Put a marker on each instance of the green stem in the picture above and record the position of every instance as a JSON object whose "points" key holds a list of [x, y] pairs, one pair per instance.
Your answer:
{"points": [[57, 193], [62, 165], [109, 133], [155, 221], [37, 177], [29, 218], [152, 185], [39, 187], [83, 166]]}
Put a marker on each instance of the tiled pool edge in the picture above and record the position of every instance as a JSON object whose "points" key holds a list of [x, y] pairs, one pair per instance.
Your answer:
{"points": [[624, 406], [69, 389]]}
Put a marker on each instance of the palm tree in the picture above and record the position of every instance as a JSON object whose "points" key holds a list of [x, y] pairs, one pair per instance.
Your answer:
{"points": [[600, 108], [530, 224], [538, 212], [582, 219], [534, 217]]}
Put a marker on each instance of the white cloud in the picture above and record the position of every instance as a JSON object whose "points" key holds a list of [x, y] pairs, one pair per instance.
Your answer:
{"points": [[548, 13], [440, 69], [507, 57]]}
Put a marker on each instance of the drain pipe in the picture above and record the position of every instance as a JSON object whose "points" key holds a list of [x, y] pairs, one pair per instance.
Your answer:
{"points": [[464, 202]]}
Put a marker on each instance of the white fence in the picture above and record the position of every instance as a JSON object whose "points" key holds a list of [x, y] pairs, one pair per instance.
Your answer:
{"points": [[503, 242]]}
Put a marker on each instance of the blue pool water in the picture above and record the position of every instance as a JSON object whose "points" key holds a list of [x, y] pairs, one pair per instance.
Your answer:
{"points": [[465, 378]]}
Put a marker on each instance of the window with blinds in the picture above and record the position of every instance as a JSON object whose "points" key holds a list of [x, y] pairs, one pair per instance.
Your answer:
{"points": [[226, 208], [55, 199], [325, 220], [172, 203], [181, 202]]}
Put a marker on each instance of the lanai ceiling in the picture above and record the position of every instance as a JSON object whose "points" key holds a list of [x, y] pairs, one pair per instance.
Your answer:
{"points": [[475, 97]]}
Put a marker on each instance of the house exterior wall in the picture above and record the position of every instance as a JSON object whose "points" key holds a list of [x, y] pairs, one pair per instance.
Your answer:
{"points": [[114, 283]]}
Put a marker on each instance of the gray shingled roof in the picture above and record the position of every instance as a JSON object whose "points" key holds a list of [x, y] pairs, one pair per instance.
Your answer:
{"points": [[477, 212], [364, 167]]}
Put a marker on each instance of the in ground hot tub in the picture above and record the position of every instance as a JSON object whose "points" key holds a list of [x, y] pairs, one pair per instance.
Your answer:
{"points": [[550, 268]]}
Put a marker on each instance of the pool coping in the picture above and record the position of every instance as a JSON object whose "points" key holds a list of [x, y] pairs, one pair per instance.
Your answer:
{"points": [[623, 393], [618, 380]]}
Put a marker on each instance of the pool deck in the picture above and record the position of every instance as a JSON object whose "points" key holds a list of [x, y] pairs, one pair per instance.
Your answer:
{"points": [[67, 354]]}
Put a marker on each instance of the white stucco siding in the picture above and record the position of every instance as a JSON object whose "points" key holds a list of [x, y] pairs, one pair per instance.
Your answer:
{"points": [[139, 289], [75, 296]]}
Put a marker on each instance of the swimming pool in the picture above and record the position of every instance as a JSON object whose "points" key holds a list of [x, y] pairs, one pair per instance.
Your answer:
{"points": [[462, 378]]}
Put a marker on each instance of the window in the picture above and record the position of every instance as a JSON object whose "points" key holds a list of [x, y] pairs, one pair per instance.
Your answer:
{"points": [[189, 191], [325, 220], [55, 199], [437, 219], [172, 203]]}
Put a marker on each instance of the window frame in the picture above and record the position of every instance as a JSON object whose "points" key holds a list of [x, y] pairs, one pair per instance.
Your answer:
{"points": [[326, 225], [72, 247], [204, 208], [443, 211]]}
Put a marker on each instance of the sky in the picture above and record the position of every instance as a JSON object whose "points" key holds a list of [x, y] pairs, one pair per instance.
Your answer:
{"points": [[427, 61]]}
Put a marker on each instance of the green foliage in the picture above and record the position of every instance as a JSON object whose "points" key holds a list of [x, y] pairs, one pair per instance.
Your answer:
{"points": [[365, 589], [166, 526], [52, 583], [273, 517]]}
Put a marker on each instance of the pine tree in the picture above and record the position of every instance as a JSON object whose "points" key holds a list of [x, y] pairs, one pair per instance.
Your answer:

Problem to solve → The listing above is to be transcribed in full, with no line omitted.

Solution for this problem →
Put a marker on each instance of the green stem in the picture above and record the position of every instance as a JSON object whose "points" key holds a list of [x, y] pairs, one pair per instance.
Your answer:
{"points": [[57, 193], [62, 165], [109, 133], [155, 221], [37, 177], [29, 218], [152, 185], [39, 187], [83, 166]]}
Put a marker on each instance of the tiled pool edge in the picture above and record the position of every instance as a JSON object whose "points" key holds a list of [x, y] pairs, one pair per instance.
Your answer:
{"points": [[624, 406], [69, 389]]}
Put a marker on each instance of the palm tree in the picture above and record the position of every instance as a JSON object whose "points" key holds a list of [x, y] pairs, one pair per instance.
Your answer:
{"points": [[600, 108], [530, 224], [538, 212], [582, 219], [534, 217]]}
Put a marker on each instance of the white cloud in the picture above and record the position of every instance as a JSON object whose "points" key holds a list of [x, y] pairs, one pair per instance.
Your answer:
{"points": [[548, 13], [440, 69], [507, 57]]}
Put a marker on each instance of the drain pipe in the picture above and record the position of every instance as a JSON object whose "points" key holds a list of [x, y] pairs, one pair per instance.
Your answer:
{"points": [[464, 202]]}
Put a marker on each instance of the white fence in the picture above and record the position of every instance as a JSON object whose "points" key holds a list of [x, y] pairs, one pair per instance.
Your answer:
{"points": [[503, 242]]}
Put a marker on each instance of the blue pool water in the picture above and record the position of every instance as a JSON object whose "points" key holds a list of [x, y] pairs, one pair per instance.
Your answer:
{"points": [[465, 378]]}
Put a marker on each instance of the window with blinds in the picture above and record the position of every instance as a JSON object whose "points" key holds a list of [x, y] pairs, one pair per instance.
Your answer:
{"points": [[226, 208], [55, 199], [325, 220], [172, 203], [181, 202]]}
Put a marker on each instance of the lanai ceiling in the picture above and record the position of every instance as a JSON object whose "points" key holds a list of [x, y] pairs, one pair per instance.
Your answer:
{"points": [[475, 97]]}
Put a marker on each instance of the house exterior wall in the picture above and record the position of every instance as a JSON object whose "points" key holds a list of [x, y] pairs, one pair per instance.
Your answer:
{"points": [[114, 283]]}
Put a marker on each instance of the gray shingled roof in the picture above and record the position of every instance as a JSON object whose "points" key holds a list of [x, y] pairs, one pair per instance.
Your answer:
{"points": [[477, 212], [364, 167]]}
Put a marker on each instance of the in ground hot tub in the picture above and record the position of every instance as a JSON object whose "points" key holds a list of [x, y] pairs, one pair per instance.
Your answer:
{"points": [[550, 268]]}
Put a marker on each instance of the pool coping in the picture above and record the position of every instance as a JSON object whose "points" key holds a list of [x, y] pairs, one pair per instance.
Your answer:
{"points": [[623, 393], [618, 380]]}
Put a marker on each instance of the pool deck in the picture above and record the position of every instance as a JSON object whose "points" key holds a list of [x, y] pairs, one pair per instance.
Your answer:
{"points": [[67, 354]]}
Put a marker on each instance of the white stucco siding in the picture above and record the position of every instance as a JSON object whose "points" key holds a list of [x, y] pairs, one pair per instance.
Your answer:
{"points": [[139, 289], [75, 296]]}
Put a marker on each instance of the swimming pool in the picture above and record the position of every instance as a JSON object whose "points" key holds a list of [x, y] pairs, one pair per instance.
Your answer:
{"points": [[462, 378]]}
Put a marker on each instance of the window in the picture above and record the position of every instance as a JSON object whose "points" key holds a list of [x, y] pairs, one pair per instance.
Your answer:
{"points": [[189, 191], [325, 220], [55, 199], [437, 219], [172, 203]]}
Put a marker on each instance of the window frame in the picture above and record the position of every instance as a JSON object whose "points" key holds a list of [x, y] pairs, one pair per instance.
Your answer:
{"points": [[326, 225], [72, 247], [204, 208], [443, 211]]}
Put a marker on each instance of the sky in the picture above and record the position of every instance as a JSON object whose "points" key holds a list of [x, y] pairs, one pair per instance.
Your answer:
{"points": [[427, 61]]}
Put a marker on each instance of the green foliage in the picture above and record the position of every instance as a JSON object whose "points" key holds a list of [x, y] pairs, one pair per instance.
Your answer:
{"points": [[365, 589], [166, 526], [52, 583], [273, 517]]}
Put a marker on each instance of the pine tree in the picture above and record the position of every instance as a JSON object whose "points" key holds a list of [x, y] pairs, one pair per instance.
Your answer:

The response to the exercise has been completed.